◆ ASSIGNMENT
Write the next part of the page about the 2016 restaging of Luc Petton's dance piece "Oscar," picking up right after its last sentence.

** SELECTED PASSAGE follows **

Oscar [remontage 2016]
2016 - Director : Zeriahen, Karim
Choreographer(s) : Petton, Luc (France)
Present in collection(s): Centre national de la danse , Danse en amateur et répertoire
Video producer : Centre national de la danse
Integral video available at CND de Pantin
Oscar [remontage 2016]
2016 - Director : Zeriahen, Karim
Choreographer(s) : Petton, Luc (France)
Present in collection(s): Centre national de la danse , Danse en amateur et répertoire
Video producer : Centre national de la danse
Integral video available at CND de Pantin
Oscar [remontage 2016]
Choreography by Luc Petton
An extract remodelled by the group Présences (Charleville-Mézières), artistic manager Danièle Wuatelet, as part of the “Danse en amateur et repertoire” programme (2015) (a programme created to assist and promote amateur dancing).
The group
With ten female dancers, the group Présences, created in 1982 in Charleville-Mézières (Ardennes) by Danièle Wuatelet, testifies to a long-term commitment. Under the leadership of this specialised teacher who practices dance with passion, the interpreters participate in regional projects and present shows at the Théâtre de Charleville-Mézières in partnership with the Pôle Danse (Sedan). The group rehearses in the hall of the Maison de la culture et des loisirs Ma Bohême, in Charleville, and also works in the Laboratoire chorégraphique de Reims.

** End of SELECTED PASSAGE **
** INFORMATION GIVEN follows **

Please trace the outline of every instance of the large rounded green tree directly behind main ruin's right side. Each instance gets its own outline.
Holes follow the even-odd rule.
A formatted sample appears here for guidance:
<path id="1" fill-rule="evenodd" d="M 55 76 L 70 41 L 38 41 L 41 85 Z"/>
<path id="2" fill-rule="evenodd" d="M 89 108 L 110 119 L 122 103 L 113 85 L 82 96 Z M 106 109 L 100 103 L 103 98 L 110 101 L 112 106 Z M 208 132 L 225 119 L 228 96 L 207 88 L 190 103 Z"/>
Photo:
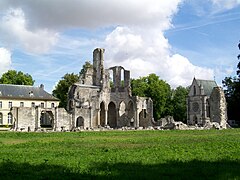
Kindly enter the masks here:
<path id="1" fill-rule="evenodd" d="M 153 100 L 154 119 L 157 120 L 169 115 L 168 102 L 171 100 L 171 88 L 156 74 L 132 79 L 131 87 L 133 96 L 150 97 Z"/>

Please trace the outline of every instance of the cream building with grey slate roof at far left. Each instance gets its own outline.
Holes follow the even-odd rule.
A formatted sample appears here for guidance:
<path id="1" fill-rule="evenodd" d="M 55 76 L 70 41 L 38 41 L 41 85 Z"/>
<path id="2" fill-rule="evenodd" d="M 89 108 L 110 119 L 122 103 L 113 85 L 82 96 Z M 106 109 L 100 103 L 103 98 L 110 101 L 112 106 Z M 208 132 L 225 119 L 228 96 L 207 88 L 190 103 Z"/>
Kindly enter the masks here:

** End of INFORMATION GIVEN **

◆ ANSWER FOR THE TASK
The project
The choice of the piece Oscar is the result of the desire to take possession of a playful and sleek choreography inspired by the famous Danse des batons (Stick dance) by the German visual artist and choreographer Oskar Schlemmer (1888-1943), the inventor of the Triadisches Ballett. The relationship of the body with the object deploys a fascinating variety of nuances: tactile, relational, spatial, etc. He dances and generates dance in the same movement. Two extracts were selected from the series Tasseaux to allow the participation of the ten dancers of the group. Three artists, Céline Coessens, Tuomas Lahti and Cyrille Bochew, Luc Petton’s interpreters, worked with the group.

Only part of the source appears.